In 2022, we were delighted to reach yet another level in our long-term innovation work and, not least, to note that a record number of clinical trials are now available to Norwegian patients.

Photo: Inven2 / Moment Studio

Clinical trials have seen substantial growth over the last two years, from 140 new trials in 2020 to 207 new trials in 2022. Oslo University Hospital (OUS) continues to maintain a high level of activity, while the other health trusts in the South-Eastern Norway Regional Health Authority, the University Hospital of Northern Norway and Nordland hospital trust saw the greatest overall increase in 2022. Many hospital departments are now mobilising for clinical trials! Inven2 will continue to work hard to help ensure that this trend continues in 2023. A new development this year is that we will assist hospital pharmacies in all four of Norway’s health regions. We believe this will generate efficiency gains for Norway that will make it even more attractive to conduct industry-initiated clinical trials here.

On the innovation side, the year got off to a strong start with the sale of the IT company Promon, the first and largest sale of a company we have helped to establish and meet the capital needs of over the first few years. Promon’s annual sales to customers were in excess of NOK 100 million when it was sold (for NOK 1 billion), and the founder has been assigned a key role in the buyer company, which intends to further develop the technology. We are delighted about this, because, for Inven2 it means that we have had more funds to invest in and help new start-up companies to make it through their growth phase.

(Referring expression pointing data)

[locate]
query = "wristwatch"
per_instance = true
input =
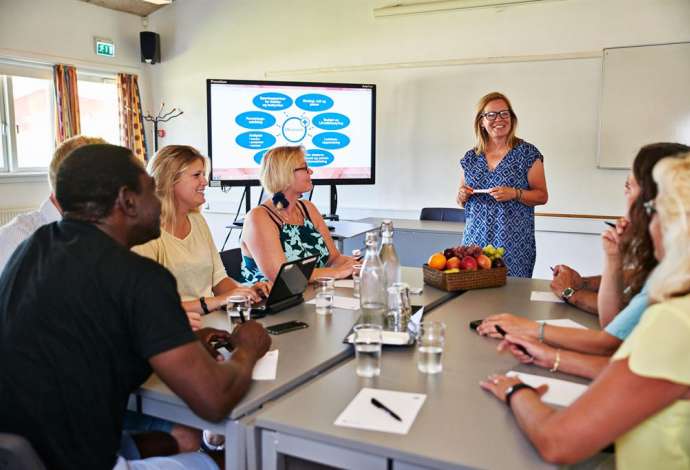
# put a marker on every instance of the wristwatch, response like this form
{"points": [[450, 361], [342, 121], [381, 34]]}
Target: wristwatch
{"points": [[567, 293]]}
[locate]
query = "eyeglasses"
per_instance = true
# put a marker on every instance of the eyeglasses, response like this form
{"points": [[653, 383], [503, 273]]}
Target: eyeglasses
{"points": [[650, 207], [492, 115]]}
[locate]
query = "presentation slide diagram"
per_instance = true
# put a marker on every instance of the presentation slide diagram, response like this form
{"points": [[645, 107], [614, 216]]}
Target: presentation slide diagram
{"points": [[333, 125]]}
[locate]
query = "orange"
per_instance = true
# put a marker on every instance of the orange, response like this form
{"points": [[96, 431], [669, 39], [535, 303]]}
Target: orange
{"points": [[437, 261]]}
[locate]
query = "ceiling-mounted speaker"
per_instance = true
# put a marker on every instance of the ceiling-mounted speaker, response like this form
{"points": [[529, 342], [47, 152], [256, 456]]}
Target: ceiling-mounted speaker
{"points": [[150, 43]]}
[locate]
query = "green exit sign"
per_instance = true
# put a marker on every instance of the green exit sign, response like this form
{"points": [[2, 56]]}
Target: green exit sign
{"points": [[105, 48]]}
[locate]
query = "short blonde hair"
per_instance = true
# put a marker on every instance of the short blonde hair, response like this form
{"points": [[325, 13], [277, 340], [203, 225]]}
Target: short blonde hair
{"points": [[481, 134], [671, 278], [64, 149], [166, 168], [278, 168]]}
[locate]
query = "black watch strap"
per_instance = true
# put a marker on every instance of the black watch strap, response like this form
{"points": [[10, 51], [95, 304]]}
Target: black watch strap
{"points": [[511, 391], [204, 307]]}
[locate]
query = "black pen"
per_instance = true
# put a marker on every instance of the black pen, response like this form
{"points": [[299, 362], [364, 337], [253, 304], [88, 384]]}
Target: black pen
{"points": [[378, 404], [503, 332]]}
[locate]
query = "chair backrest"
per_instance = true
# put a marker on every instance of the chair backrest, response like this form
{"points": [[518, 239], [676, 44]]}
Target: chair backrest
{"points": [[444, 214], [16, 453], [232, 260]]}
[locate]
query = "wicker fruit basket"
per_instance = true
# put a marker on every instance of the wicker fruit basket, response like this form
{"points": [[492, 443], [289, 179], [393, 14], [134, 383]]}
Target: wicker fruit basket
{"points": [[465, 280]]}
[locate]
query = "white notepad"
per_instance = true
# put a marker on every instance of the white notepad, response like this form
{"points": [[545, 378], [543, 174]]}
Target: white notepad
{"points": [[560, 393], [361, 414]]}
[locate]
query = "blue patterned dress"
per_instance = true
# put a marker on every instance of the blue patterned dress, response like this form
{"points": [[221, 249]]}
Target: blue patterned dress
{"points": [[298, 241], [508, 224]]}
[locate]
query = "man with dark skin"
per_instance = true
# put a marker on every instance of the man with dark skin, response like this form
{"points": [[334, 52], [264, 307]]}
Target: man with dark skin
{"points": [[92, 320]]}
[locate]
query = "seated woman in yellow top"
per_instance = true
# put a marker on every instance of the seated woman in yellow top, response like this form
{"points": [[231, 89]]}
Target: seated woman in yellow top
{"points": [[185, 246], [641, 399], [287, 227]]}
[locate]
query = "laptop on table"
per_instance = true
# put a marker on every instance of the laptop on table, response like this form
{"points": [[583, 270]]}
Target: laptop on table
{"points": [[288, 288]]}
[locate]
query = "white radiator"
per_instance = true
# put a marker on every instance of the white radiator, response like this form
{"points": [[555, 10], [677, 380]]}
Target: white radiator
{"points": [[11, 212]]}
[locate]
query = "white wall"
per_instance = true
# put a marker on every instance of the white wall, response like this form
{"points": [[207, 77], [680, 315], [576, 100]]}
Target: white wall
{"points": [[258, 39], [62, 31]]}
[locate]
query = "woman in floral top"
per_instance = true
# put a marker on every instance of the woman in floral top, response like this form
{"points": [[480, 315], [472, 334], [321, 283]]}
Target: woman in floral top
{"points": [[287, 228]]}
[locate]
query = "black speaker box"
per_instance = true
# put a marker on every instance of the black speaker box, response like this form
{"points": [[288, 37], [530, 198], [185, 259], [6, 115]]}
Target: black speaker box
{"points": [[150, 47]]}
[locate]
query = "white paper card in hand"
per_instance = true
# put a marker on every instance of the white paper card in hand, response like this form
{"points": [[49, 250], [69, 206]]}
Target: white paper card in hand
{"points": [[560, 393], [362, 414], [541, 296], [266, 367], [349, 283], [564, 322]]}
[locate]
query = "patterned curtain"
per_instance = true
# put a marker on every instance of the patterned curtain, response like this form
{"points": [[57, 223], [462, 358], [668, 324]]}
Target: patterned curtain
{"points": [[132, 133], [67, 122]]}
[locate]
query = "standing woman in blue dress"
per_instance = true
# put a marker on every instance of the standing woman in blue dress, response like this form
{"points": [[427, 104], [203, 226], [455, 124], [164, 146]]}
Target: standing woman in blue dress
{"points": [[512, 171]]}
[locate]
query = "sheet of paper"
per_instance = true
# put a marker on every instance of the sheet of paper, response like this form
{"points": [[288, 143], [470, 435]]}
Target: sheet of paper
{"points": [[565, 322], [266, 367], [560, 393], [542, 296], [349, 283], [362, 414], [348, 303]]}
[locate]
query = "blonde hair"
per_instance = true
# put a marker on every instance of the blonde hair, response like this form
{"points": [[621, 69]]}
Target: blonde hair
{"points": [[64, 149], [671, 278], [167, 168], [277, 167], [481, 134]]}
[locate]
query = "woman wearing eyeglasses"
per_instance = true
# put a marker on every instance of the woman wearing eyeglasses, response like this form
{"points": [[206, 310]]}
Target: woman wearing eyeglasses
{"points": [[286, 228], [510, 173], [642, 399]]}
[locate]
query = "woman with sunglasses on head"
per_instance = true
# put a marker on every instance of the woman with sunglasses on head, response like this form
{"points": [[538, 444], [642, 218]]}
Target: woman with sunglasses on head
{"points": [[512, 171], [185, 246], [286, 228], [641, 400], [629, 259]]}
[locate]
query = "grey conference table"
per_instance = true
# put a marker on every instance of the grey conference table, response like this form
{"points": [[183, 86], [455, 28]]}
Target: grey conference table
{"points": [[303, 355], [459, 425]]}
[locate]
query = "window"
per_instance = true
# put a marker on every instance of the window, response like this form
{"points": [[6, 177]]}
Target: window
{"points": [[98, 108]]}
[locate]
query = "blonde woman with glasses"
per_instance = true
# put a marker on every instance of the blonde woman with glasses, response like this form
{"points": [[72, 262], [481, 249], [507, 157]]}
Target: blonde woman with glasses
{"points": [[185, 246], [641, 400]]}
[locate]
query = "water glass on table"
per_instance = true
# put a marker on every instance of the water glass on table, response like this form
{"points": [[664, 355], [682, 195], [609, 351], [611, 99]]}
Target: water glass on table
{"points": [[325, 291], [368, 350], [430, 342], [239, 309], [356, 278]]}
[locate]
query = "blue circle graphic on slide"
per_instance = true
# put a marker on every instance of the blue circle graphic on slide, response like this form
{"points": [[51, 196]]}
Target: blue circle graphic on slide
{"points": [[272, 101], [255, 140], [318, 157], [295, 129], [331, 140], [255, 120], [331, 121], [314, 102]]}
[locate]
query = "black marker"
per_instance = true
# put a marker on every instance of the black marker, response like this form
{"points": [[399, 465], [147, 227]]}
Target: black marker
{"points": [[503, 332], [378, 404]]}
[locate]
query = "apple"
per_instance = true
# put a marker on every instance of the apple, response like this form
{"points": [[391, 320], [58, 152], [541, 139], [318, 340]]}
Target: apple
{"points": [[453, 263], [468, 263], [484, 262]]}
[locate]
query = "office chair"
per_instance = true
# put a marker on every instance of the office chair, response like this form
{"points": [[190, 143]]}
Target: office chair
{"points": [[232, 260], [16, 453], [443, 214]]}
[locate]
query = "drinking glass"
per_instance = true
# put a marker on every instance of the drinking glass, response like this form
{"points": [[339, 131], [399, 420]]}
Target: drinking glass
{"points": [[356, 278], [368, 350], [325, 291], [236, 304], [430, 342]]}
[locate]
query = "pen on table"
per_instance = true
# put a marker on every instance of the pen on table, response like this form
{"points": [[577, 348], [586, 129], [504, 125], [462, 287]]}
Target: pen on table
{"points": [[503, 332], [378, 404]]}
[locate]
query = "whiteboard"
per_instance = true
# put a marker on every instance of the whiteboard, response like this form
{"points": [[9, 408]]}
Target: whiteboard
{"points": [[645, 98]]}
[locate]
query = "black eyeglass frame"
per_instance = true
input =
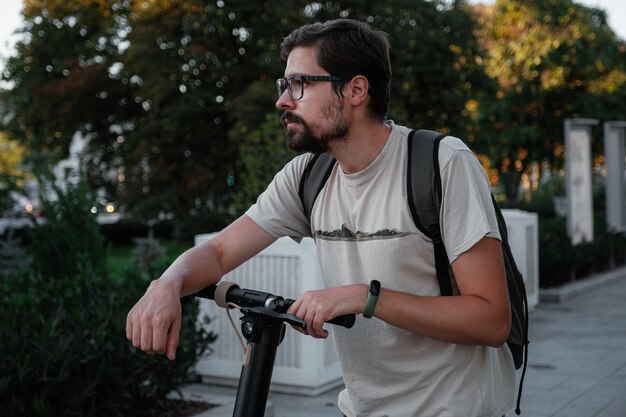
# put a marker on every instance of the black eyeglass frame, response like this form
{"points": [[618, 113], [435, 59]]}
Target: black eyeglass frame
{"points": [[283, 84]]}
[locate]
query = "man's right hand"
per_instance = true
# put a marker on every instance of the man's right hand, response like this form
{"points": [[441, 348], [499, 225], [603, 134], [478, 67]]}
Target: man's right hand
{"points": [[153, 324]]}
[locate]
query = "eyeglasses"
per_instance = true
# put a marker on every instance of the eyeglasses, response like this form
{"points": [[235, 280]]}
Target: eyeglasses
{"points": [[295, 84]]}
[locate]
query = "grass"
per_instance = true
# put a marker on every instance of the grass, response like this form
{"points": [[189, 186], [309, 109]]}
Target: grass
{"points": [[121, 257]]}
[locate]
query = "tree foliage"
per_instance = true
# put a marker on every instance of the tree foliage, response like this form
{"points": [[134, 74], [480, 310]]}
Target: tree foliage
{"points": [[176, 98], [549, 60]]}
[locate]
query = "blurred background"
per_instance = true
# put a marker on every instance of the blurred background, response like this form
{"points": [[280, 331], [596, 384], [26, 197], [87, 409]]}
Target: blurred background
{"points": [[127, 127]]}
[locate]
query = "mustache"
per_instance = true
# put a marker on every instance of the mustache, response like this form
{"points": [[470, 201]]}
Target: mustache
{"points": [[290, 117]]}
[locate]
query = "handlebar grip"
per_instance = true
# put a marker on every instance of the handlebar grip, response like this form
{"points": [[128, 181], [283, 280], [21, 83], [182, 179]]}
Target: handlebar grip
{"points": [[346, 321]]}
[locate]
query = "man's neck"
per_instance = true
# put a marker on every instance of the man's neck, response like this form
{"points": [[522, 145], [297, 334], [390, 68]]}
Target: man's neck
{"points": [[364, 143]]}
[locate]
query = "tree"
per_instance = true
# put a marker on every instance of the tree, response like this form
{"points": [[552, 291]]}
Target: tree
{"points": [[549, 60], [11, 174]]}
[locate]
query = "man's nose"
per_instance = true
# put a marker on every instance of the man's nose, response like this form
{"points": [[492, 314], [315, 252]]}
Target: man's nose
{"points": [[284, 101]]}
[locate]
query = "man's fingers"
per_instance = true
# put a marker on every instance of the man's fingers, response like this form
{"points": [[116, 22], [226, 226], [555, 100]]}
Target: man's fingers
{"points": [[173, 336], [146, 338]]}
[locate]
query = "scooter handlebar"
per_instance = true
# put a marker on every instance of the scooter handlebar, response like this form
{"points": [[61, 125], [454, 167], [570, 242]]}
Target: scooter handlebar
{"points": [[228, 292]]}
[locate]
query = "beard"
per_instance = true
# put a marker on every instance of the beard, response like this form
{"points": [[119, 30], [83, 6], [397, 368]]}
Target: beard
{"points": [[305, 140]]}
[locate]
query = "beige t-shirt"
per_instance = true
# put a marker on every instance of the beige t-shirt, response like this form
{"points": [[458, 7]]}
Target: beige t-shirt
{"points": [[363, 230]]}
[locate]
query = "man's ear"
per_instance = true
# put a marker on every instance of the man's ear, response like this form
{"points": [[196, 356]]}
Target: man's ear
{"points": [[357, 90]]}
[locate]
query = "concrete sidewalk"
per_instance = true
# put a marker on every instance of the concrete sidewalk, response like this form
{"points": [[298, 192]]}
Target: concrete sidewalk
{"points": [[577, 363]]}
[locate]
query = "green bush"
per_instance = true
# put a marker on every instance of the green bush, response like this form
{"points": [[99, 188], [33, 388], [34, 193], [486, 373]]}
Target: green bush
{"points": [[64, 350], [560, 261]]}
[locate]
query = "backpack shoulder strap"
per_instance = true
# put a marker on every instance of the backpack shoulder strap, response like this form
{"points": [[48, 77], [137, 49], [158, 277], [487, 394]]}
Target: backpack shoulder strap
{"points": [[424, 195], [313, 179]]}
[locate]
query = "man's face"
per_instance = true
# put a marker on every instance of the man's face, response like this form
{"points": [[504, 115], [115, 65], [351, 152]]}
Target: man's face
{"points": [[317, 119]]}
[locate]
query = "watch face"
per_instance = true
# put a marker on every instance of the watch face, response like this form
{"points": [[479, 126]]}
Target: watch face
{"points": [[374, 288]]}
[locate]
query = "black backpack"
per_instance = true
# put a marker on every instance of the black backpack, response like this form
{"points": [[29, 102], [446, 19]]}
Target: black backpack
{"points": [[424, 195]]}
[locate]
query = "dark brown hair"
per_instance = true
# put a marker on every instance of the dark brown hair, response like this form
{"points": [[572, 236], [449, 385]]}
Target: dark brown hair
{"points": [[347, 48]]}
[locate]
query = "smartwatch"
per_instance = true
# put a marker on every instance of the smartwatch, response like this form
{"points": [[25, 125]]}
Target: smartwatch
{"points": [[372, 299]]}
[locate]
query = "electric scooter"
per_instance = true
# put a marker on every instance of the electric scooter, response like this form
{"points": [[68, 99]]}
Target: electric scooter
{"points": [[263, 326]]}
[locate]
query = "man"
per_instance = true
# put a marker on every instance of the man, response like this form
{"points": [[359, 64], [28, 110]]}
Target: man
{"points": [[420, 354]]}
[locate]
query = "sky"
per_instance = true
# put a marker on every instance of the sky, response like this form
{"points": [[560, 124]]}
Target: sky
{"points": [[10, 20]]}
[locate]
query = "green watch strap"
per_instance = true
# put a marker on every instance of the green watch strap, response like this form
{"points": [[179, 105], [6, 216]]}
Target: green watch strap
{"points": [[372, 299]]}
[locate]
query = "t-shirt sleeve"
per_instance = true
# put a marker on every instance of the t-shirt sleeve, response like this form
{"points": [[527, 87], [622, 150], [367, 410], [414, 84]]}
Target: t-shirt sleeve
{"points": [[278, 210], [467, 213]]}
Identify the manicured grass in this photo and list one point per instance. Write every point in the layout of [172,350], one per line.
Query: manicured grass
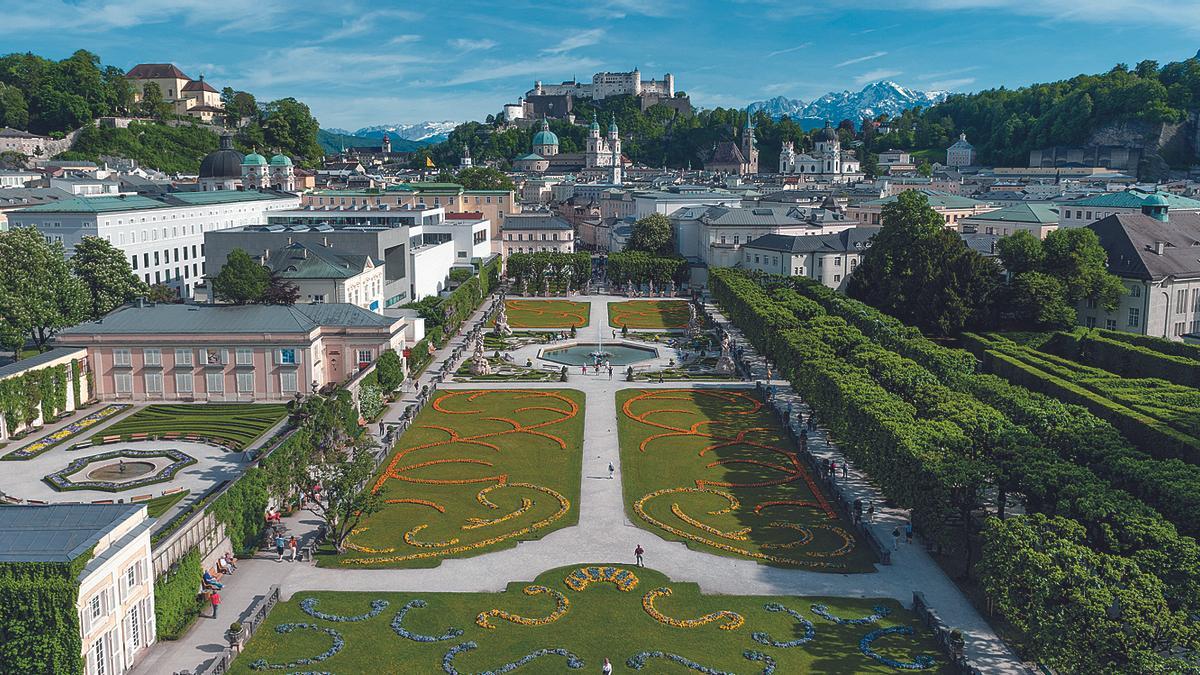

• **Work item A**:
Using the Inven2 report excerpt, decide whether each statement agrees with it, and answer yes or no for each with the deciding words quoted exactly: (i) The number of new clinical trials rose from 140 in 2020 to 207 in 2022. (ii) Oslo University Hospital saw the greatest overall increase in 2022. (iii) Promon was sold for NOK 100 million.
• **Work item B**:
Write the next part of the Inven2 report excerpt, picking up after its final sentence.
The listing is independent material, unrelated to the Inven2 report excerpt.

• **Result A**:
(i) Yes: "from 140 new trials in 2020 to 207 new trials in 2022"
(ii) No: "the other health trusts in the South-Eastern Norway Regional Health Authority, the University Hospital of Northern Norway and Nordland hospital trust saw the greatest overall increase in 2022"
(iii) No: "(for NOK 1 billion)"

• **Result B**:
This autumn, it has been exciting to follow the launch of a lunar landing craft/rover and spacecraft on its way to the Moon and Mercury using technology supplied by the Norwegian company Eidel. Inven2 has entered into a number of license agreements with Eidel concerning technology developed by the Department of Physics at the University of Oslo (UiO), and we are thrilled that the technology is being used and proving useful.

Inven2 has a good team and sound processes, with one-third of staff working on contracts and financial follow-up of clinical trials, and two-thirds on innovation and commercialisation. At the beginning of 2022, we asked for feedback on our work on innovation and commercialisation. We learned a great deal from this and have consequently improved our processes. This applies, among other things, to giving clear and more comprehensive feedback on ideas (disclosure of invention – DOFI) that are reported to us and that Inven2 does not take to the commercialisation stage. The result is that the feedback is now more useful for the person who has written the DOFI. We also asked entrepreneurs, investors, inventors, their managers and key people in the innovation ecosystem specifically about the process that leads to the creation of a start-up. We learned from this that expectations of Inven2 far exceed our remit, especially where inventors want to establish companies and raise capital themselves. We regret this, but hope that, together with incubators, clusters, the Veksthuset greenhouse, the Innovation Department at OUS, Oslo Science City and others in the innovation ecosystem, we can meet that need. We have taken the key feedback on board, and are working together with our directors and owners OUS and UiO on new initiatives.

We are looking forward to 2023 and to even more of the projects we have worked on becoming valuable and successful, and to utilising our growing experience in new projects so that they also stand a better chance of succeeding. We now have some of the most interesting investment cases we have ever had. We have already seen significant value creation in the European context as a result of projects we have been involved in, and we will do what we can to ensure that even more projects can succeed globally, thereby ensuring that useful products and services generate export revenue and jobs.